Source passage:
=== Begin Enclosure ===
SL Industries, Inc.
- Type: Subsidiary
- Traded as: NYSE: SLI
- Industry: Diversified Electronics
- Founded: 1956; 70 years ago
- Headquarters: Mount Laurel, New Jersey, U.S.
- Key people: William T. Fejes (Chief Executive Officer, President) Louis J. Belardi (Chief Financial Officer, Principal Accounting Officer, Treasurer and Sec.)
- Products: Power electronics and motion control applications
- Revenue: $ 203.33M (Sep 30, 2013)
- Number of employees: 1400 (as of September 30, 2013)
- Parent: Advanced Energy (2022-present)
- Website: www.slindustries.com https://slpower.com/

= SL Industries =

American manufacturing company

SL Industries, Inc. is an American manufacturing company headquartered in Mount Laurel, New Jersey. The company provides products like power electronics, protection and quality, motion control, and communication equipment mainly to original equipment manufacturers (OEMs). There are four segments in the company to operate, namely SL Power Electronics Corp. (SLPE), High Power Group, SL Montevideo Technology, Inc. (SL-MTI), and RFL Electronics Inc. (RFL). The High Power Group consists of Teal Electronics Corporation (TEAL) and MTE Corporation.
=== End Enclosure ===
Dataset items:
=== Begin Enclosure ===
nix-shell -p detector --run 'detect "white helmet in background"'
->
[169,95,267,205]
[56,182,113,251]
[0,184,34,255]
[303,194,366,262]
=== End Enclosure ===
Exercises to complete:
[A] Answer these questions from the SL Industries profile:
(i) In which town and state is the company headquartered?
(ii) How many employees did it have as of September 30, 2013?
(iii) Which two companies make up the High Power Group?
[B] For each statement, decide whether the SL Industries profile agrees with it.
(i) The company was founded in 1956.
(ii) Advanced Energy has been the company's parent since 2022.
(iii) The company operates in three segments.
[C] Carry on writing the SL Industries profile, starting after its last sentence.

Responses by item number:
[A]
(i) Mount Laurel, New Jersey
(ii) 1400
(iii) Teal Electronics Corporation (TEAL) and MTE Corporation

[B]
(i) Yes: "Founded: 1956"
(ii) Yes: "Parent: Advanced Energy (2022-present)"
(iii) No: "There are four segments in the company to operate"

[C]
== History ==
On March 29, 1956, the company was founded as G-L Electronics Company in New Jersey, and it has changed its name to G-L Industries, Inc. (1963), SGL Industries, Inc. (1970), and finally SL Industries, Inc. (1984) in its history of marketing in the power electronics and power protection industries. Its subsidiary SLPE was formed by the merger of Ault and Condor.

In 2016 SL Industries was acquired by Handy & Harman.

== Products ==
All of the company’s subsidiaries are ISO 9001 certified.
SL Power Electronics Corp. focuses on power conversion products, such as AC/DC internal/ external switch mode power supplies and chargers. The High Power Group (under the Teal and MTE two brands) focuses on integrated power management systems, custom power conditioning for markets of medical imaging, military aerospace, semiconductor, solar photovoltaic(PV). It also provides line and load reactors, custom magnetic products, and a series of harmonic, RFI/EMI, and motor protection filters. The SL-MTI focuses on power density custom and build-to-print wound components for military, aerospace motor markets. The RFL focuses on power protection systems for electric utility transmission lines and apparatus. These products are microprocessor controlled, with digital communications capabilities (T1/E1, SONET/SDH, TDM over Internet).
In 2013, RFL Electronics Inc. had a rebranding and introduced new solutions in response to the increasing rate of change faced by its customers.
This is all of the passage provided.